**EXTRACTED TEXT**
One of the key manifestations of the digitalization of society is the extensive development of network services. Consequently, there is an increasing need for information systems administration tasks to ensure system reliability and security. This involves promptly checking equipment status, maintaining optimal software performance, and ensuring data security. These challenges are addressed within the domains of computer security and system administration. Data analysis methods play a crucial role in tackling these issues. By processing service data from statistics provided by monitoring systems, these tools can verify various metrics of the information system to detect anomalous values.

Anomaly detection identifies unusual patterns or data emissions that deviate from expected behaviour, facilitating the early identification of fraud, security threats, or equipment failures.

This work aims to develop a system for detecting anomalies in server performance indicators. To accomplish this, it is essential to examine the main types of potential anomalies, explore established methods for their detection, configure virtual server monitoring, build time series forecasting models, and create an anomaly detection program utilizing the implemented models.

The primary method for automating the management of such data involves monitoring systems like Zabbix, Nagios, and others. A comprehensive definition of monitoring encompasses the oversight of computer networks. This entails ongoing surveillance within the network, including traffic analysis and diagnostics, and assessing the load on network devices and connections. The goal is to identify slow or malfunctioning systems and inform network administrators of any failures or issues using various notification tools.

Timely detection of these failures facilitates a thorough evaluation of the system’s performance by analyzing its components’ and monitored entities’ functioning and efficiency. A monitoring object refers to any device or service that is consistently overseen to assess its condition, analyze its processes, and identify and anticipate abnormal situations.

Server monitoring involves the collection and analysis of data regarding the current performance of computer systems. When evaluating and analyzing server performance, adopting a systems approach that considers the interdependencies of hardware components is crucial. Server load analysis entails gathering and processing statistics related to key components, including the processor, memory, disk, and network interface.

The timely detection and resolution of malfunctions are essential for the efficient operation of any computer network. Identifying failures is a complex challenge that necessitates a thorough analysis of the interaction between software and hardware components within the system, which is addressed through monitoring systems.

**WORK ITEM A**
Using the text on server monitoring, decide whether each statement agrees with it: (i) Zabbix and Nagios are named as monitoring systems; (ii) server load analysis covers the processor, memory, disk, and network interface; (iii) the work aims to build a system for detecting anomalies in network traffic. Answer yes or no for each and quote the words that decide it.
**WORK ITEM B**
Copy word for word the part of the text on server monitoring starting at "Anomaly detection identifies" and ending at "the implemented models.".
The lines that follow this text are separate material and are not part of it.

**PROVIDED RECORDS**
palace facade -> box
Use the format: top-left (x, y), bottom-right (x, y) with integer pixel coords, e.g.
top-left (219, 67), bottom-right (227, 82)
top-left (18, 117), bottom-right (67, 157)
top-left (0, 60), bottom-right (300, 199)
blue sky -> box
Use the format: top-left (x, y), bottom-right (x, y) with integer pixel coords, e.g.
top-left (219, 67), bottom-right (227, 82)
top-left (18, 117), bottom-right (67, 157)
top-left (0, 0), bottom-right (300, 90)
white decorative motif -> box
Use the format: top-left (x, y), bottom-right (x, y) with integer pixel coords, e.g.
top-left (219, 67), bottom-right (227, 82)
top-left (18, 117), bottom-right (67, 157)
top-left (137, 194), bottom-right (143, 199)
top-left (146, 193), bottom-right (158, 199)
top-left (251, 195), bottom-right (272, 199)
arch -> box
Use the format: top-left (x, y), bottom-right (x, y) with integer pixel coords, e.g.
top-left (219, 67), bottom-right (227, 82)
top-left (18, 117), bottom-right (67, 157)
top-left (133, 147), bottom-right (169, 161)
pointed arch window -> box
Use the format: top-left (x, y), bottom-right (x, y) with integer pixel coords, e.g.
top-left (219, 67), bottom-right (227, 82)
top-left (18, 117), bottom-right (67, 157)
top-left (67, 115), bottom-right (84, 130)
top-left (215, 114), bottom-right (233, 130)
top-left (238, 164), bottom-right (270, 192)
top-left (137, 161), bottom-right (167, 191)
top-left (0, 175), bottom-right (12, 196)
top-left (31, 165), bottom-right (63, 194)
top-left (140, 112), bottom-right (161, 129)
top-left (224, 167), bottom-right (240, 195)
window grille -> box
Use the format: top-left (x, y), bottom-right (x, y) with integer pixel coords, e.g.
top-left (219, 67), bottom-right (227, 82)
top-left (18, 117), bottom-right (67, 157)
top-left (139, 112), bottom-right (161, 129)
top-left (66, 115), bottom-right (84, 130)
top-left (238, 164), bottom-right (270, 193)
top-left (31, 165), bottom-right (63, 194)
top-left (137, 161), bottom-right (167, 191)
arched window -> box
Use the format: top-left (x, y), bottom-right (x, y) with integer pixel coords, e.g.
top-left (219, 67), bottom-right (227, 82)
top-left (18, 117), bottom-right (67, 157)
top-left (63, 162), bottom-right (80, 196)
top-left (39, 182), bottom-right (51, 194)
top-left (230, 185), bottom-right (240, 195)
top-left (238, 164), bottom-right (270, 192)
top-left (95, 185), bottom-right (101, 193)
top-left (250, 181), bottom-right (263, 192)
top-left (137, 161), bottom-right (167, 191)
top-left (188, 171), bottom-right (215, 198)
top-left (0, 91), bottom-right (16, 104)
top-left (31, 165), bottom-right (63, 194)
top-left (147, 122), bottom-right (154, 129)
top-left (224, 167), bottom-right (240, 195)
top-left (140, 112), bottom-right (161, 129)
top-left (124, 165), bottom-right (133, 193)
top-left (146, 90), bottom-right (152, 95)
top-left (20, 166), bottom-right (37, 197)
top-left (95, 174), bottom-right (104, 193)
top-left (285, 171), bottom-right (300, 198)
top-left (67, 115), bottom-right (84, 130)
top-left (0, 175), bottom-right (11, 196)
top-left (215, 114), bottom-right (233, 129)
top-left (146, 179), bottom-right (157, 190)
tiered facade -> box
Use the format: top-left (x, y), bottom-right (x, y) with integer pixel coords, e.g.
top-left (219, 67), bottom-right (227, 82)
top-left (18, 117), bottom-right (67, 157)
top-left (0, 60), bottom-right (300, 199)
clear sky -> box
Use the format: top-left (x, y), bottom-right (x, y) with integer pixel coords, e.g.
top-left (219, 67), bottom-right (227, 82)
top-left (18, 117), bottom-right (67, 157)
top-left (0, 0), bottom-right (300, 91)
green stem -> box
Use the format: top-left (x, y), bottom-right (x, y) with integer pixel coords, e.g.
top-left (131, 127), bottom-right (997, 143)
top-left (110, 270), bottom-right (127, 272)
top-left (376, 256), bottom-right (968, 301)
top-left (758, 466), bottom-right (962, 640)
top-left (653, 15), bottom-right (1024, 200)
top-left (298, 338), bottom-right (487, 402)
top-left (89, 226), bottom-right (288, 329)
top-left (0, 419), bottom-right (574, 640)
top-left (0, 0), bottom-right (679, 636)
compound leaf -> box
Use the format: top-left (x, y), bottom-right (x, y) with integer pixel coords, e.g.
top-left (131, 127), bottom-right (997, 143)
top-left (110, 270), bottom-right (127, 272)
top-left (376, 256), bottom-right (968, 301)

**WRITTEN SOLUTION A**
(i) Yes: "monitoring systems like Zabbix, Nagios, and others"
(ii) Yes: "including the processor, memory, disk, and network interface"
(iii) No: "a system for detecting anomalies in server performance indicators"

**WRITTEN SOLUTION B**
Anomaly detection identifies unusual patterns or data emissions that deviate from expected behaviour, facilitating the early identification of fraud, security threats, or equipment failures.

This work aims to develop a system for detecting anomalies in server performance indicators. To accomplish this, it is essential to examine the main types of potential anomalies, explore established methods for their detection, configure virtual server monitoring, build time series forecasting models, and create an anomaly detection program utilizing the implemented models.